■ **TASK**: Exactly reproduce the lines from the line that has "Find every instance of the chin" down to the last line of the entries, inclusive.

____ DATASET EXTRACT

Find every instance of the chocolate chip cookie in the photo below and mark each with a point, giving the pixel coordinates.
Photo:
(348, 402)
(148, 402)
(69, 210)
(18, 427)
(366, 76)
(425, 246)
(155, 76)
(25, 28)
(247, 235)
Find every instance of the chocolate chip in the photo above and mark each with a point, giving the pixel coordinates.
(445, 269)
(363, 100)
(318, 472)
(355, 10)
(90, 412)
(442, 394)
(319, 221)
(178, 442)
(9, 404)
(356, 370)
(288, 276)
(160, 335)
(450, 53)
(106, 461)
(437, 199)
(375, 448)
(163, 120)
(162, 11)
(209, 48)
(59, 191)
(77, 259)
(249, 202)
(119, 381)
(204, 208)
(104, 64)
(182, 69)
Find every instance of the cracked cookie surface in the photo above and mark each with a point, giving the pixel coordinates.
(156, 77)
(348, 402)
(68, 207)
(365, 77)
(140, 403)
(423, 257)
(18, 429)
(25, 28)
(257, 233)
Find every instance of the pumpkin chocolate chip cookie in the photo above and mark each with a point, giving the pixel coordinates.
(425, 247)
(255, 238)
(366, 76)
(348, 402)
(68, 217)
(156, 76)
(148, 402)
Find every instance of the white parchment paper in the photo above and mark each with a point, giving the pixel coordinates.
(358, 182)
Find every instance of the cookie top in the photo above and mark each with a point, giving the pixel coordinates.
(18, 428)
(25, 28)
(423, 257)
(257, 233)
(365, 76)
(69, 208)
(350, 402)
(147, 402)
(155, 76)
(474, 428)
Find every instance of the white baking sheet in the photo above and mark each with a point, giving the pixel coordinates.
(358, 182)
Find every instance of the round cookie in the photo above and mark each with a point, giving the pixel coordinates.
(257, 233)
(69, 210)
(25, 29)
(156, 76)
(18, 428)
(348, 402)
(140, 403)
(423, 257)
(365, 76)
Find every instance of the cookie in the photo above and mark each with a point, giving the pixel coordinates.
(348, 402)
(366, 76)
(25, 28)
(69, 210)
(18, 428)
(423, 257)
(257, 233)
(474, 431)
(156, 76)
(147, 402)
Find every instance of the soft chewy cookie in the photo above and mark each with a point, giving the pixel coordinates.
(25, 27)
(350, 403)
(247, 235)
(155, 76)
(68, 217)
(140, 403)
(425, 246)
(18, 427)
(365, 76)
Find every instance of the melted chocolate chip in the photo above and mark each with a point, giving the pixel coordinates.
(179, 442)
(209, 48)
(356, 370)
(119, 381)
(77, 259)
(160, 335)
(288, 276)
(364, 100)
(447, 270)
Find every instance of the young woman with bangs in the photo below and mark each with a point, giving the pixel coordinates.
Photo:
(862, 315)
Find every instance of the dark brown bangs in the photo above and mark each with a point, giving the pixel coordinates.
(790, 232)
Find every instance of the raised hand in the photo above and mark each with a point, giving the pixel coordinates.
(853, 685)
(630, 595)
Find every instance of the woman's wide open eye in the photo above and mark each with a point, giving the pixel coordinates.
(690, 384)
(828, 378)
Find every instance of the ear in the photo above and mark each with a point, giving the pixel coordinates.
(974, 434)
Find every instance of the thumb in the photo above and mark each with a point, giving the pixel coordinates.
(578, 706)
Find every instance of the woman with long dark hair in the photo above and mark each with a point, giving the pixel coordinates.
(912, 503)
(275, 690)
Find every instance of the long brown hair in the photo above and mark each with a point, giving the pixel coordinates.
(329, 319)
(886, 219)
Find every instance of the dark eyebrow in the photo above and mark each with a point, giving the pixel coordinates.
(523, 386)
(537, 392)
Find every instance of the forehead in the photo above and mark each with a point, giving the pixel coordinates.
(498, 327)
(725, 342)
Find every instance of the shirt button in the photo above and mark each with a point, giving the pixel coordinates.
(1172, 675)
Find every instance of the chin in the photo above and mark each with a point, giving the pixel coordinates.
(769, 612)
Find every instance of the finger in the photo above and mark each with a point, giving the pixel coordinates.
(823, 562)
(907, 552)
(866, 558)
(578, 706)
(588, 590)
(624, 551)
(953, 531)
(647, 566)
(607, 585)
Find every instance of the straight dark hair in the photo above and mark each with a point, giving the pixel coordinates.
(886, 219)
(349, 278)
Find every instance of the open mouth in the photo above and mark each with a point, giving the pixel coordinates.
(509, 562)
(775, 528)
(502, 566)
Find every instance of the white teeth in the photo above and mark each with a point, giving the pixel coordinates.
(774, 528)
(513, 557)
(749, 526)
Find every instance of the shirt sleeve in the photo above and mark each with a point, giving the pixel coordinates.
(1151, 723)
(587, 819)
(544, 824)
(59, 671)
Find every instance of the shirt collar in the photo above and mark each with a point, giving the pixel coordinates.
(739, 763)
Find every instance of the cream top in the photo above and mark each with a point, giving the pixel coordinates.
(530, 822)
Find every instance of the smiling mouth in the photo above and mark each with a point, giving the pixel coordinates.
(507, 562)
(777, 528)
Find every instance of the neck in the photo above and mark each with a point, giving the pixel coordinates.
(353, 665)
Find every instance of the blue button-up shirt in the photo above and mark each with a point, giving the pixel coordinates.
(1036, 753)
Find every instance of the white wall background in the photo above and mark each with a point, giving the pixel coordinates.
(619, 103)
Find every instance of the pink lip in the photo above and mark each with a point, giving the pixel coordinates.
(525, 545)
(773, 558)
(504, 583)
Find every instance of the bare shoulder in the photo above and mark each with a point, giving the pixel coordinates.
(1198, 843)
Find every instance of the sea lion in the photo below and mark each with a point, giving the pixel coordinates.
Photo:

________

■ **REPLY**:
Find every instance of the chin in the photo above and mark each with a point, giving the pixel coordinates.
(769, 612)
Find every instance of the finger in the photo above and mark each with a point, giving the pixel coordinates.
(823, 562)
(907, 552)
(866, 558)
(578, 706)
(588, 590)
(624, 551)
(953, 531)
(647, 566)
(607, 585)
Find every instance of the straight dark hair in the photo above and mark each with a point, giving the pixel coordinates.
(886, 219)
(349, 278)
Find every instance of the open mouth in the photo above and mark each with a point, giving the pixel coordinates.
(509, 562)
(775, 528)
(502, 566)
Find every instance of the white teeth in the photo above and mark each with a point, giving the pixel coordinates.
(774, 528)
(513, 557)
(749, 526)
Find every instance of the shirt sleeve in the photo above and mark each with a point, giving the pixel coordinates.
(1151, 723)
(587, 819)
(544, 824)
(59, 671)
Find every instance of the shirt collar in the photo above and mark each with a point, giving the pixel coordinates.
(739, 763)
Find every instance of the cream top in the photo above and mark each with a point, giving the pixel coordinates.
(530, 822)
Find every instance of the smiling mouth in the photo above and mark each with a point, giving the pixel coordinates.
(507, 562)
(777, 528)
Find every instance of the neck in the photo above and mark each with a point, giving the pixel coordinates.
(353, 665)
Find every instance of the blue button-up shirt in the photo above and mark each with a point, giving the pixel coordinates.
(1036, 753)
Find every instance of the white wall background in the photo above and mark each with a point, giving the pixel coordinates.
(619, 103)
Find every instance of the pink lip in the photo above and mark each with a point, giving the pixel coordinates.
(525, 545)
(773, 558)
(504, 583)
Find every instance of the bare shoulder in the photo above and mark each with a point, giving the pixel coordinates.
(1198, 843)
Find every instance of the sea lion in the photo below and mark each with a point, giving the pixel coordinates.
Photo:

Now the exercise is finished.